─── Materials provided ───

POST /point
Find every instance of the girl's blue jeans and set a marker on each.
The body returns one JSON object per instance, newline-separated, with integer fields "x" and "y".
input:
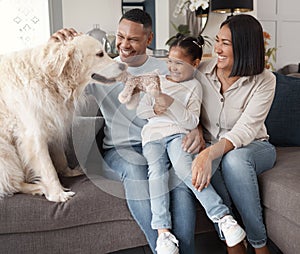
{"x": 159, "y": 154}
{"x": 128, "y": 164}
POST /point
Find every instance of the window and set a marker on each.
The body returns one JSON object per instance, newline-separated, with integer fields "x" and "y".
{"x": 23, "y": 24}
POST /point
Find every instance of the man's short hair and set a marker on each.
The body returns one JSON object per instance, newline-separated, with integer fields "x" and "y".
{"x": 138, "y": 16}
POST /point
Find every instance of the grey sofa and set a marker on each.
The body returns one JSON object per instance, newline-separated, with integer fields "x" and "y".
{"x": 94, "y": 221}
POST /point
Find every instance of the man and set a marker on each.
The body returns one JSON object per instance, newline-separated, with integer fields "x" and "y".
{"x": 122, "y": 141}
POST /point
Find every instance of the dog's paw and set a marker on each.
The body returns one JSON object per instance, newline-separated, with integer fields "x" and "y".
{"x": 61, "y": 196}
{"x": 123, "y": 98}
{"x": 68, "y": 172}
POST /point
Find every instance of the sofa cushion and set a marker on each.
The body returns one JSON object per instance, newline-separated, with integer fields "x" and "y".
{"x": 90, "y": 205}
{"x": 280, "y": 190}
{"x": 283, "y": 121}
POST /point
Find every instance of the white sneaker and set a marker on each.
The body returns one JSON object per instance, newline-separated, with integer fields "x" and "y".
{"x": 167, "y": 244}
{"x": 231, "y": 230}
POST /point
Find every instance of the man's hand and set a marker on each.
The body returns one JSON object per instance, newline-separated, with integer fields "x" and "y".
{"x": 194, "y": 142}
{"x": 64, "y": 34}
{"x": 162, "y": 103}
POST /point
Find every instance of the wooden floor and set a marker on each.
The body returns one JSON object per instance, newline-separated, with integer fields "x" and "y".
{"x": 206, "y": 243}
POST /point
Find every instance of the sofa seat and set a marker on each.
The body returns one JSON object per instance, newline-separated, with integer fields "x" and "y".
{"x": 281, "y": 199}
{"x": 91, "y": 222}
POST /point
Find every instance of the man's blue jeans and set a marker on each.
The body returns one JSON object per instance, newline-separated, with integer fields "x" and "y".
{"x": 132, "y": 170}
{"x": 159, "y": 154}
{"x": 236, "y": 181}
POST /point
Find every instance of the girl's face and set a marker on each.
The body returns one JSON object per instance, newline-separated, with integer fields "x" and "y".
{"x": 223, "y": 47}
{"x": 180, "y": 65}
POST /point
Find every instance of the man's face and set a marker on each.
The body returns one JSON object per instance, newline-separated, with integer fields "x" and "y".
{"x": 132, "y": 41}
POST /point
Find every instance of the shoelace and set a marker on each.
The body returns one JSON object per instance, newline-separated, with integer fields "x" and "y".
{"x": 171, "y": 237}
{"x": 227, "y": 222}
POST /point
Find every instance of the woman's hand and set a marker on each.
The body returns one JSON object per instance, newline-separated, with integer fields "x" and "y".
{"x": 194, "y": 142}
{"x": 201, "y": 170}
{"x": 64, "y": 34}
{"x": 162, "y": 103}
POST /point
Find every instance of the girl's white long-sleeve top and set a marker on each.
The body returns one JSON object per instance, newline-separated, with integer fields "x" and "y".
{"x": 182, "y": 115}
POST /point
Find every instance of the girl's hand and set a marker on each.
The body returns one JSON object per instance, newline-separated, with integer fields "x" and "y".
{"x": 64, "y": 34}
{"x": 201, "y": 170}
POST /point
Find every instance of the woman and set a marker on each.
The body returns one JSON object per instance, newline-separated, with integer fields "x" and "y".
{"x": 237, "y": 96}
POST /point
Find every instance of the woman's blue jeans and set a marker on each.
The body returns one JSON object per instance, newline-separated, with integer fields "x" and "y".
{"x": 132, "y": 169}
{"x": 236, "y": 182}
{"x": 159, "y": 154}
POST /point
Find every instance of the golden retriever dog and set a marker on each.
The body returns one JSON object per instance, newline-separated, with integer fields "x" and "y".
{"x": 39, "y": 90}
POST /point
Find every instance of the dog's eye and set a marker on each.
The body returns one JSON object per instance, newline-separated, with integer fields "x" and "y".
{"x": 100, "y": 54}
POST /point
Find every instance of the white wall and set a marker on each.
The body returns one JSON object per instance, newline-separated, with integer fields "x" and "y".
{"x": 83, "y": 14}
{"x": 282, "y": 21}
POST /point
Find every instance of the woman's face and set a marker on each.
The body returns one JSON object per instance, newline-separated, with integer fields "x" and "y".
{"x": 180, "y": 66}
{"x": 224, "y": 50}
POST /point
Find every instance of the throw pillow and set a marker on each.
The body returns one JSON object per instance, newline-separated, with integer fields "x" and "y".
{"x": 283, "y": 121}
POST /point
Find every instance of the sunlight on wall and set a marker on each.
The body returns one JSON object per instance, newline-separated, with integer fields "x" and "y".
{"x": 23, "y": 24}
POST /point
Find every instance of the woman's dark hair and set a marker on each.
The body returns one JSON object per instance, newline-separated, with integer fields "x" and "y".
{"x": 247, "y": 44}
{"x": 192, "y": 45}
{"x": 138, "y": 16}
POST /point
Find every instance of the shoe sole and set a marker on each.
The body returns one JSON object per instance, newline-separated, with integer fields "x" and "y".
{"x": 241, "y": 238}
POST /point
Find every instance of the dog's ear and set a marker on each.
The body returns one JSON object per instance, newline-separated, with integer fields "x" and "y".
{"x": 56, "y": 56}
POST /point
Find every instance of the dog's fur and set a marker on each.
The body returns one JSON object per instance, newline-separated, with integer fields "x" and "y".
{"x": 39, "y": 90}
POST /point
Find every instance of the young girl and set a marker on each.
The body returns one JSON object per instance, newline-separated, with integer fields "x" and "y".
{"x": 170, "y": 117}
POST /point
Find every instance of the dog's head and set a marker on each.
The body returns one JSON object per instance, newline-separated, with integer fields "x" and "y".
{"x": 81, "y": 60}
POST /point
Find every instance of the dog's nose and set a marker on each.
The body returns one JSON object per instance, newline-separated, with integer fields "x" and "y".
{"x": 122, "y": 66}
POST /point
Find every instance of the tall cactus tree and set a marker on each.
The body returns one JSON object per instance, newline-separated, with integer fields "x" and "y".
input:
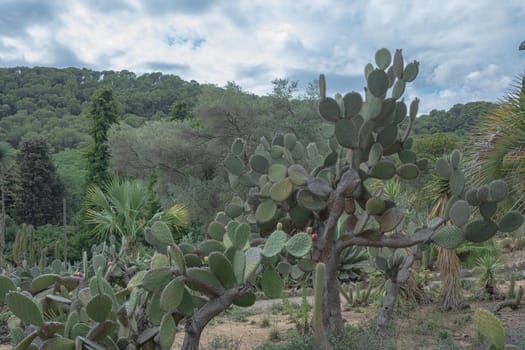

───

__Task details__.
Could you count the lines in the entries that hold the word "blue"? Only the number is wanted.

__Exercise solution__.
3